Transcribe every record beneath, precisely as written.
=-=-=-=-=
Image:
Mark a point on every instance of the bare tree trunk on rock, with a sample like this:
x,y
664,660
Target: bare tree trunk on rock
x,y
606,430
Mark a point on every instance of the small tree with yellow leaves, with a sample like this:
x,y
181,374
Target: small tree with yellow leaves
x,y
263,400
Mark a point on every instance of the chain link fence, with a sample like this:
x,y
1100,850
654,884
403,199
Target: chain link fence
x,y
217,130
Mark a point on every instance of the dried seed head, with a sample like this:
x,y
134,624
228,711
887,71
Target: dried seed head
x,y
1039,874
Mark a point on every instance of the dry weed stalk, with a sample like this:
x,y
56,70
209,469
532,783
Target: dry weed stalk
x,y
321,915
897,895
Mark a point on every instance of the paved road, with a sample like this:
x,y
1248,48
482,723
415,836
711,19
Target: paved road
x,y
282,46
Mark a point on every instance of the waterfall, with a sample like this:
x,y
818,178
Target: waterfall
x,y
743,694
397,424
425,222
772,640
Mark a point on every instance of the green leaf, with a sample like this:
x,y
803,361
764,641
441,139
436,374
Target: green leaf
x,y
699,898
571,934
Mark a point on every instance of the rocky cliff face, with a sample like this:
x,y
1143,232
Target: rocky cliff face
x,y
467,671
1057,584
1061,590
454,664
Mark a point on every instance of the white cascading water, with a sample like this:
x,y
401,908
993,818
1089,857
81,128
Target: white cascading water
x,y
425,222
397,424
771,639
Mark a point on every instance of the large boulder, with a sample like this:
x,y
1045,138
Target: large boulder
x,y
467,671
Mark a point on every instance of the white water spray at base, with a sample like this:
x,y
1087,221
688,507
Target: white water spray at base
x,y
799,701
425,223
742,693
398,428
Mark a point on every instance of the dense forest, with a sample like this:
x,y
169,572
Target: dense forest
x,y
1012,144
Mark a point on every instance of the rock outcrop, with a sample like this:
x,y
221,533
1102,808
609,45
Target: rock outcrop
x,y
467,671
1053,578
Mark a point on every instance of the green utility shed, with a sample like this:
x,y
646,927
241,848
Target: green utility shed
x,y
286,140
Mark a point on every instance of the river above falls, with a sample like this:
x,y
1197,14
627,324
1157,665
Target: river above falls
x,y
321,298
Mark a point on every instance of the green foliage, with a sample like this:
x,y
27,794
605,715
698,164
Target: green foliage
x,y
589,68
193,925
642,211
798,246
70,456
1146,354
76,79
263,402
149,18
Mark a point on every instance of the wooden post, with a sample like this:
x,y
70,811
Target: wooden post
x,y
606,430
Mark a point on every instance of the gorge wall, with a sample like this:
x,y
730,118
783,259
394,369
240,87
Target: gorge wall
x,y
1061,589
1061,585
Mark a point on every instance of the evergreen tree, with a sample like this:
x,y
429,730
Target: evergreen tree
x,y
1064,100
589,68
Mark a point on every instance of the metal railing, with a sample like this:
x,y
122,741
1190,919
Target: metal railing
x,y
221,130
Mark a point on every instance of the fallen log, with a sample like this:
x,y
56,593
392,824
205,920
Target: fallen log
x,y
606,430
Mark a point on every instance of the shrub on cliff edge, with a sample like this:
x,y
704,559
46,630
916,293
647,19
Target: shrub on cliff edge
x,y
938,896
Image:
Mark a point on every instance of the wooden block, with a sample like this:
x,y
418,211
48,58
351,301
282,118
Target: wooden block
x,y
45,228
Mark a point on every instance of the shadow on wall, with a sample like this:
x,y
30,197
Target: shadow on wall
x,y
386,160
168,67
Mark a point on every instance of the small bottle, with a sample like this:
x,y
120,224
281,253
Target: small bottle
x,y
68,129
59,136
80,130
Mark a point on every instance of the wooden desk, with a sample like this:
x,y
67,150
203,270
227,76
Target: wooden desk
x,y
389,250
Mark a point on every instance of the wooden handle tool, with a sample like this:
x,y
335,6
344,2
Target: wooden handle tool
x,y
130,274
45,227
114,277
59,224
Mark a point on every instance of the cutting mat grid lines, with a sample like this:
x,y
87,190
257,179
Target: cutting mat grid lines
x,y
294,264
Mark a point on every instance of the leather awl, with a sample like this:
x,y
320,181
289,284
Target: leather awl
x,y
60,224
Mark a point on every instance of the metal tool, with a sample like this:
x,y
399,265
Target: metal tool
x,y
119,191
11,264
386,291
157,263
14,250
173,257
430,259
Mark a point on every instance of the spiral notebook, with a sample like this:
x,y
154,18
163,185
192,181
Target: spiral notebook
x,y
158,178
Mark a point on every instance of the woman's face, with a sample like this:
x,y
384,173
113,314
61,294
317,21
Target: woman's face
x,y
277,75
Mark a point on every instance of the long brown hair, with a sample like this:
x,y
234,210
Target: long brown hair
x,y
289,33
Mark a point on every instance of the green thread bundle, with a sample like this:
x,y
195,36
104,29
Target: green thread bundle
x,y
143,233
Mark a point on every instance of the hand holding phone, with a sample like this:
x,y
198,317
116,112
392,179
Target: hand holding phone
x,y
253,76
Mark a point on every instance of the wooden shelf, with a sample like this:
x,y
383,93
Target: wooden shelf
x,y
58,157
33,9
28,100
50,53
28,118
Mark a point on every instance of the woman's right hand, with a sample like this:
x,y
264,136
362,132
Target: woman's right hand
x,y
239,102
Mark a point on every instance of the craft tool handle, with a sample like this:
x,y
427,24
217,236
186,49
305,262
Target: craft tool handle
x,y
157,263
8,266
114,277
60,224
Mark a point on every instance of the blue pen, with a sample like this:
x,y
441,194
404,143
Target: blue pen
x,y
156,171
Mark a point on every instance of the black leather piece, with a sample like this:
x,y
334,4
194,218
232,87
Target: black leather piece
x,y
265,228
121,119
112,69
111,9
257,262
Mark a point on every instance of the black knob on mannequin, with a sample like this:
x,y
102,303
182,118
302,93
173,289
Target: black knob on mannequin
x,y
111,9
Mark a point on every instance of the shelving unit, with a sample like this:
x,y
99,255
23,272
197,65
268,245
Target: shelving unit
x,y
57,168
=-=-=-=-=
_Completed task_
Image:
Mark a point on every instance of the bare tree trunk on rock, with a sample like this:
x,y
664,660
Target: bare tree trunk on rock
x,y
606,430
Mark a point on every instance of the small tree with yellow leaves, with a sample like this:
x,y
181,374
Target: small tree with yellow leaves
x,y
263,400
Mark a point on every instance of the chain link fence, with a sample like this:
x,y
1100,850
654,884
403,199
Target: chain link fence
x,y
217,130
Mark a point on every instance of the dried seed head, with a sample like this:
x,y
134,624
228,711
887,71
Target: dried seed head
x,y
1039,874
Mark a point on every instance of the dry weed stalk, with a sample like this:
x,y
56,70
209,469
532,783
Target: dry weed stalk
x,y
321,915
897,895
Mark a point on every instance of the paved road, with a sample like this:
x,y
1248,48
482,723
415,836
711,19
Target: paved road
x,y
282,46
Mark a point on every instance of the waterfall, with a sample like this:
x,y
818,178
Target: waterfall
x,y
743,694
397,424
425,222
772,640
Mark a point on every instance of the green leaf, with a sample like this:
x,y
803,361
764,641
441,139
436,374
Target: green leaf
x,y
699,898
571,934
Mark a point on every instance of the rocky cliff face, with a sample like this:
x,y
1143,232
Target: rocky cliff face
x,y
467,671
1057,584
1061,590
454,664
Mark a point on every instance of the white cascading water, with a sample like this:
x,y
401,908
993,818
1089,857
81,128
Target: white cascading water
x,y
425,222
397,424
771,639
Mark a point on every instance of the large boulder, with a sample like this:
x,y
1045,138
Target: large boulder
x,y
467,671
Mark a point on every instance of the white water spray at base, with a sample like this:
x,y
1087,221
688,507
Target: white water spray at base
x,y
799,701
425,223
742,693
398,428
Mark a point on every instance of the dense forest, with a sample like this:
x,y
169,572
Target: dense forest
x,y
1012,144
Mark a point on every instance of the rock outcrop, with a sample like this:
x,y
221,533
1102,808
609,45
Target: rock outcrop
x,y
467,671
1053,578
Mark a point on every instance of the green utility shed, with a sample like this:
x,y
646,927
241,848
Target: green utility shed
x,y
286,140
Mark a point on every instance of the river above falls, with a sample like this:
x,y
1197,14
627,324
1157,665
Target: river above falls
x,y
321,298
Mark a point on every instance of the green foliage, with a sample like this:
x,y
27,794
605,715
698,164
Target: green foliage
x,y
589,68
193,925
642,211
798,246
70,456
1146,354
76,79
263,402
149,18
Mark a point on every instance of the wooden post, with a sample like this:
x,y
70,811
Target: wooden post
x,y
606,430
Mark a point on every instance of the gorge wall, with a sample like this:
x,y
730,118
783,259
394,369
240,87
Target: gorge wall
x,y
1061,589
1061,585
Mark a point on every instance of the evergreen tree, with a sample like this:
x,y
429,730
Target: evergreen tree
x,y
1064,100
589,68
Mark a point on every instance of the metal railing, with a sample like this:
x,y
122,741
1190,919
Target: metal railing
x,y
221,130
Mark a point on every instance of the fallen log, with a sample like this:
x,y
56,593
392,824
205,920
Target: fallen log
x,y
606,430
Mark a point on every instance of the shrub on cliff edge, with a sample like this:
x,y
704,559
46,630
916,293
647,19
Target: shrub on cliff edge
x,y
938,896
Image:
Mark a point on every instance of the wooden block, with a sample like this:
x,y
418,211
48,58
351,301
282,118
Target: wooden block
x,y
45,228
Mark a point on every instance of the shadow on wall, with a sample like this:
x,y
30,197
Target: shadow on wall
x,y
386,160
168,67
Mark a point on every instance of the small bottle, with a sample like this:
x,y
120,224
281,253
Target: small bottle
x,y
68,129
59,136
80,130
Mark a point on every instance of the wooden desk, with a sample like this:
x,y
67,150
203,270
227,76
Target: wooden desk
x,y
389,250
Mark a point on every instance of the wooden handle tool, with a sample like this:
x,y
335,6
344,2
Target: wooden handle tool
x,y
130,274
45,227
114,277
59,224
Mark a point on every instance of the cutting mat grid lines, with a sample like this:
x,y
87,190
257,179
Target: cutting mat grid lines
x,y
294,264
Mark a point on every instance of the leather awl, with a sample like this:
x,y
320,181
289,284
Target: leather awl
x,y
60,224
Mark a point on every instance of the metal tool, with a sample like this:
x,y
399,265
Target: metal tool
x,y
119,191
11,264
386,291
157,263
14,250
173,257
430,259
Mark a point on every instance of the spiral notebook, with a sample like this:
x,y
154,18
163,185
192,181
Target: spiral notebook
x,y
158,178
Mark a point on every instance of the woman's face, with a sample like this:
x,y
384,173
113,314
61,294
317,21
Target: woman's face
x,y
277,75
Mark a point on every instance of the long brown hair, with a sample like this:
x,y
234,210
Target: long brown hair
x,y
289,33
Mark a point on every instance of the green thread bundle, with a sample like this:
x,y
195,36
104,29
Target: green thread bundle
x,y
143,233
Mark a point on every instance of the hand holding phone, with a sample like this:
x,y
198,317
116,112
392,179
Target: hand holding phone
x,y
253,76
Mark a point on every instance of the wooden shelf, with a sample like this:
x,y
383,93
Target: wooden shelf
x,y
58,157
33,9
28,100
50,53
28,118
Mark a point on every instance of the woman's right hand, with a sample like this:
x,y
264,136
362,132
Target: woman's right hand
x,y
239,102
Mark a point on every instance of the craft tool handle, with a sample like this:
x,y
427,24
217,236
186,49
305,262
Target: craft tool handle
x,y
157,263
8,266
114,277
60,224
Mark a point on every instance of the blue pen, with a sample like this:
x,y
441,194
404,143
Target: blue pen
x,y
156,171
Mark a point on every instance of the black leather piece, with a sample like this:
x,y
334,4
194,218
232,87
Target: black leather piece
x,y
265,228
121,119
112,69
111,9
257,262
Mark a point on every instance of the black knob on mannequin, with a sample like this:
x,y
102,303
182,118
302,93
173,289
Target: black knob on mannequin
x,y
111,9
Mark a point on every instance of the shelving unit, with a sample like this:
x,y
99,255
23,272
197,65
268,245
Target: shelving unit
x,y
57,168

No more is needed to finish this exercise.